Required action: Only one stretch of the data below is wanted: the lines from the one with "of the white" through the one with "of the distant", repeated exactly.
---------- Material shown
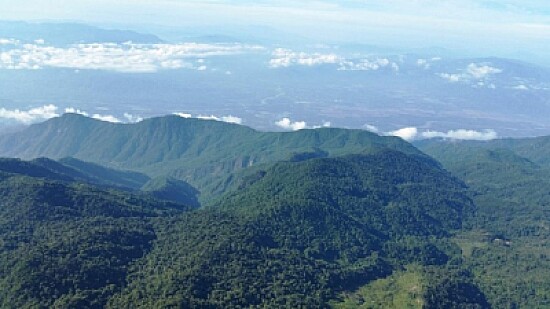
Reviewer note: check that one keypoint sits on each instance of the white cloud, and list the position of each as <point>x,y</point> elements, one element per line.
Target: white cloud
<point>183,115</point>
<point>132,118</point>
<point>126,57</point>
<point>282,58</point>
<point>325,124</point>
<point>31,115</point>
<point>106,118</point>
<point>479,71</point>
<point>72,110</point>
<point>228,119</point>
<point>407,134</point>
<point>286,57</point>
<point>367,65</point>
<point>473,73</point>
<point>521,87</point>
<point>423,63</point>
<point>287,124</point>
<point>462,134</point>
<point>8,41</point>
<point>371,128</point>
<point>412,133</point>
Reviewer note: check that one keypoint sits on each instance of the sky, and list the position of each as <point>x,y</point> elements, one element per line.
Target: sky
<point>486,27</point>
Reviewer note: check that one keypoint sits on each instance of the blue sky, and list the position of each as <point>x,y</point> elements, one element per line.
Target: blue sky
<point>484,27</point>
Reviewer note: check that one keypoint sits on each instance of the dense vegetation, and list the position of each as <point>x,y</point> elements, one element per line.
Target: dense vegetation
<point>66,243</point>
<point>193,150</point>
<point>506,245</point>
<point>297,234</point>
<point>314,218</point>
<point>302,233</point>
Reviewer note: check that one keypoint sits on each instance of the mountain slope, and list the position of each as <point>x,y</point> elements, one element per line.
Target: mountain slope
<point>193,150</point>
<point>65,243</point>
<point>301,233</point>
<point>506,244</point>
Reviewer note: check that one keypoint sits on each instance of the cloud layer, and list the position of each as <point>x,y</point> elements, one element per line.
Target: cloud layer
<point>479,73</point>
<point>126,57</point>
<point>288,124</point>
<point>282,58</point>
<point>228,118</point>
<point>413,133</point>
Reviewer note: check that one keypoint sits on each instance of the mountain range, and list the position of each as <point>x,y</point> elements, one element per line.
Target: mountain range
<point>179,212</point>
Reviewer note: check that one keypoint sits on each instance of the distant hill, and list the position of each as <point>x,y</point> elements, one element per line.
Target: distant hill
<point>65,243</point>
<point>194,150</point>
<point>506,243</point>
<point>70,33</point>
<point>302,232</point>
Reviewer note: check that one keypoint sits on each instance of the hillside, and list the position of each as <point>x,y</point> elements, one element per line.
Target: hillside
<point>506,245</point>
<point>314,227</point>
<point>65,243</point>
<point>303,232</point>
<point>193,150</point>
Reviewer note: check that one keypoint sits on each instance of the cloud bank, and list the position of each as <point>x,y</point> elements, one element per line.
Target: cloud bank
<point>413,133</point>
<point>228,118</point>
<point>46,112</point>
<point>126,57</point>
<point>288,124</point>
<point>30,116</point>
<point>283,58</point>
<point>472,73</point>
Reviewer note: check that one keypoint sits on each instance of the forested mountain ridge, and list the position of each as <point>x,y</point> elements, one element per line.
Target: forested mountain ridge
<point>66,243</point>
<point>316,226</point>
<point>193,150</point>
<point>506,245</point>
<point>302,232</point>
--------------------
---------- Material shown
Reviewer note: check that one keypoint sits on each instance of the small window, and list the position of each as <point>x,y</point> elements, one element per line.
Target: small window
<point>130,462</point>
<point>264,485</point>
--------------------
Exercise response:
Reviewer note: check that one keypoint sits on each instance of the white cloud, and list the position of each as <point>x,y</point> elements, one element per line.
Target: white cloud
<point>183,115</point>
<point>132,118</point>
<point>126,57</point>
<point>282,58</point>
<point>325,124</point>
<point>31,115</point>
<point>106,118</point>
<point>479,71</point>
<point>72,110</point>
<point>228,119</point>
<point>407,134</point>
<point>286,57</point>
<point>367,65</point>
<point>473,73</point>
<point>521,87</point>
<point>423,63</point>
<point>287,124</point>
<point>462,134</point>
<point>8,41</point>
<point>371,128</point>
<point>412,133</point>
Reviewer note: check that one keypoint sits on each instance of the sky, and list the position of each as <point>x,y</point> elements, one element per line.
Target: sky
<point>486,27</point>
Reviewer note: check that one keypoint sits on each instance of the blue sky, and list the position of each as <point>x,y</point> elements, one element per line.
Target: blue sky
<point>484,27</point>
Reviewer note: check that one keypoint sits on each instance of the dense vegetation, and list the position of each as <point>x,y</point> elements, one element per line.
Target: dense vegetation
<point>66,243</point>
<point>193,150</point>
<point>506,245</point>
<point>297,234</point>
<point>314,218</point>
<point>302,233</point>
Reviewer note: check that one keypoint sits on each instance of the mountain slope, and list the position of each as <point>x,y</point> elements, one element per line.
Target: mountain slope
<point>193,150</point>
<point>65,243</point>
<point>301,233</point>
<point>506,244</point>
Reviewer note: check that one keypoint sits on each instance of the cloud layer, and list the position of each as <point>x,y</point> elements, one element per line.
Target: cloud layer
<point>479,73</point>
<point>126,57</point>
<point>288,124</point>
<point>282,58</point>
<point>228,118</point>
<point>413,133</point>
Reviewer note: check that one keypoint sits on each instance of the mountain range, and list the position of each as <point>x,y</point> elements, one element per line.
Target: mountain range
<point>179,212</point>
Reviewer note: check that one keypoint sits on each instance of the distant hill, and list the position of each as <point>x,y</point> elements, one element per line.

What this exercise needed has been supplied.